== Bloc de texte ==
---------------

Niessen & de Vries
interview exclusive

Propos recueillis par Sophie Cure et Tony Côme le 8 novembre 2012.

Pour clore cette saison hollandaise en beauté, Strabic s’est invité dans l’atelier du célèbre duo Niessen & de Vries discrètement installé dans le sud d’Amsterdam. Tout, tout, tout, vous saurez tout sur les graphistes Richard et Esther !

Strabic : Sur quoi travaillez-vous en ce moment ?

Richard Niessen : Après avoir réalisé l’identité visuelle du Tijdelijk Museum, nous venons d’être invités à exposer notre travail dans Schrank8, une vitrine installée dans le salon de Hansje van Halem. On a décidé d’organiser nos projets en fonction d’un abécédaire : A comme Alphabet, B comme Beweging ["mouvement" en hollandais, N.D.L.R.], etc. Et Esther a suggéré de fabriquer une version 3D de notre site Internet avec les mêmes blocs de lettres en noir et blanc. C’est aussi un clin d’œil à l’exposition TM-City organisée à Chaumont en 2007.

---------------

== Données fournies ==
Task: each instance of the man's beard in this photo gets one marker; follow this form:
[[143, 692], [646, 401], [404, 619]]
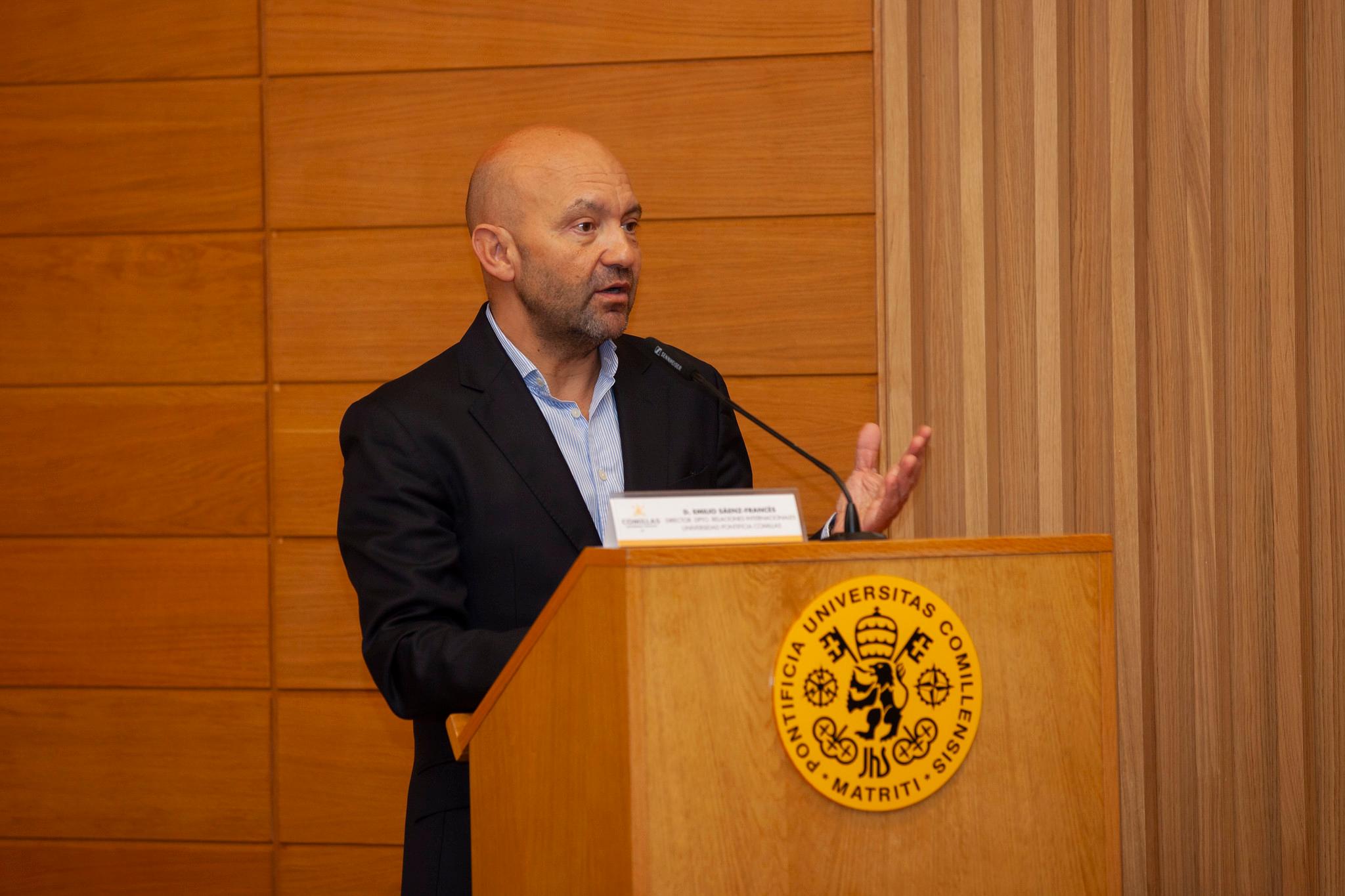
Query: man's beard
[[565, 314]]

---------------

== Travail à faire ==
1/ Dans l'entretien avec Niessen & de Vries, dans quelle vitrine le duo vient-il d'être invité à exposer son travail ?
2/ Recopiez fidèlement le passage de l'entretien qui commence par « Propos recueillis par » et se poursuit jusqu'à « Chaumont en 2007. ».
Les données sont sans rapport avec l'entretien.

== Résultats attendus ==
1/ Dans Schrank8, une vitrine installée dans le salon de Hansje van Halem.

2/
Propos recueillis par Sophie Cure et Tony Côme le 8 novembre 2012.

Pour clore cette saison hollandaise en beauté, Strabic s’est invité dans l’atelier du célèbre duo Niessen & de Vries discrètement installé dans le sud d’Amsterdam. Tout, tout, tout, vous saurez tout sur les graphistes Richard et Esther !

Strabic : Sur quoi travaillez-vous en ce moment ?

Richard Niessen : Après avoir réalisé l’identité visuelle du Tijdelijk Museum, nous venons d’être invités à exposer notre travail dans Schrank8, une vitrine installée dans le salon de Hansje van Halem. On a décidé d’organiser nos projets en fonction d’un abécédaire : A comme Alphabet, B comme Beweging ["mouvement" en hollandais, N.D.L.R.], etc. Et Esther a suggéré de fabriquer une version 3D de notre site Internet avec les mêmes blocs de lettres en noir et blanc. C’est aussi un clin d’œil à l’exposition TM-City organisée à Chaumont en 2007.